• _The input_:
● ● ● ● ● ● ●

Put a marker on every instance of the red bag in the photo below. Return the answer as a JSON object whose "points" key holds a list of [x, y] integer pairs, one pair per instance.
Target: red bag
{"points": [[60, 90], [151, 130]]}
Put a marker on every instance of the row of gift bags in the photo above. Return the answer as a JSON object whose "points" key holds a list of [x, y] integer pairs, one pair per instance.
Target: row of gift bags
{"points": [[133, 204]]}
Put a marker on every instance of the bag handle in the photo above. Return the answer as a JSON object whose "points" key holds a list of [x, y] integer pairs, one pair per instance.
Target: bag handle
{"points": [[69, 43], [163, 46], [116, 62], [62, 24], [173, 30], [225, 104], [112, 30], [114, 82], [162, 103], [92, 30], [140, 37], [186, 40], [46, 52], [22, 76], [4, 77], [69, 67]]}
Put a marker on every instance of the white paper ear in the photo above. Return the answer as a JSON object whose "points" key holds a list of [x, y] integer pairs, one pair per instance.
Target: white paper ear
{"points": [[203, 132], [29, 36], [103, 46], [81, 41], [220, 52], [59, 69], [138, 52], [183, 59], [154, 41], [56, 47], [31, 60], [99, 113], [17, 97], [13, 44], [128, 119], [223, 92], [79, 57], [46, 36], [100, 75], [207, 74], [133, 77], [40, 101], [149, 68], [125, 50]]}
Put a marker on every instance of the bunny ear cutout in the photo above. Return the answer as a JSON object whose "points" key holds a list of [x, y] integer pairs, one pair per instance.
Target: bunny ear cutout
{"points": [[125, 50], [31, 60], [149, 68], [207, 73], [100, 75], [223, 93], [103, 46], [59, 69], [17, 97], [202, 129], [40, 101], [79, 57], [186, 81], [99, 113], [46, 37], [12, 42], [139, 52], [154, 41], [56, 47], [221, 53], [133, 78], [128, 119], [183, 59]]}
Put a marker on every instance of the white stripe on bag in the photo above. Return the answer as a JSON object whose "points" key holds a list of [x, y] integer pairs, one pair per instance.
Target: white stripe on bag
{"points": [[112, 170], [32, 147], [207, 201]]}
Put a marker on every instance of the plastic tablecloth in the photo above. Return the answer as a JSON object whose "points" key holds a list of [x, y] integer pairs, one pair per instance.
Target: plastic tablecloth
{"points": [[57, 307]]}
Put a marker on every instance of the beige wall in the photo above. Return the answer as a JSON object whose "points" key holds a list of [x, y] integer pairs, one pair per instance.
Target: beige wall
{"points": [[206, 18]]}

● ● ● ● ● ● ●

• _Task to complete_: Repeat the data in full. Alter nothing.

• _Your response_:
Put a marker on every instance of the red bag in the photo below. Return the answer as a JSON object whose "points" key holds a list of [x, y] integer pairs, one pair per instance.
Target: red bag
{"points": [[60, 90], [151, 130]]}
Put a marker on every instance of the row of gift bags in the photo above. Return the answer as a JSON object whose "points" key holds a list of [x, y] integer pairs, one pair per instance.
Target: row of gift bags
{"points": [[133, 204]]}
Put a marker on every instance of the bag handle in the photo above. Return the answer as a JSON object whose "points" key holds a list of [x, y] integer pairs, one pair per instance.
Target: bag handle
{"points": [[69, 43], [163, 46], [116, 62], [62, 24], [173, 30], [225, 104], [112, 30], [114, 82], [162, 103], [92, 30], [140, 37], [186, 40], [46, 52], [22, 76], [4, 77], [69, 67]]}
Put a marker on every instance of the white paper ear in the photo above. Return the answer as a JSON object whose "points" key holds a list of [x, y] integer pairs, one pair per instance.
Target: white paper ear
{"points": [[203, 132], [29, 36], [103, 46], [81, 41], [220, 52], [59, 69], [138, 52], [183, 59], [154, 41], [56, 47], [31, 60], [99, 113], [17, 97], [13, 44], [128, 119], [223, 92], [79, 57], [46, 36], [100, 75], [207, 74], [133, 77], [40, 101], [149, 68], [125, 50]]}
Put a marker on every instance of the bunny ear cutout in the photo above. Return the answer as a JSON object whose "points" key holds a list of [x, y] integer pairs, one pair per instance.
Target: bunny ear cutout
{"points": [[125, 50], [31, 60], [149, 68], [207, 73], [100, 75], [223, 93], [103, 46], [59, 69], [17, 97], [202, 129], [40, 101], [79, 57], [186, 81], [99, 113], [46, 37], [12, 42], [139, 52], [154, 41], [56, 47], [221, 53], [133, 78], [128, 119], [183, 59]]}
Put a marker on every instance of the white stripe on bag in the photo above. Return the answer as a JSON object whose "points" key holds a list of [x, y] integer pairs, one pair per instance.
Target: white stripe on bag
{"points": [[112, 170], [32, 147], [207, 201]]}
Put a marker on every instance of the plastic tablecloth in the photo above. Return the answer as a JSON object whose "points" key holds a list of [x, y] integer pairs, one pair per instance.
Target: plastic tablecloth
{"points": [[57, 307]]}
Put a marker on every instance of the beige wall in the photo above. Return the answer as a JSON object whose "points" key holds a list of [x, y] integer pairs, one pair per instance.
Target: beige wall
{"points": [[206, 18]]}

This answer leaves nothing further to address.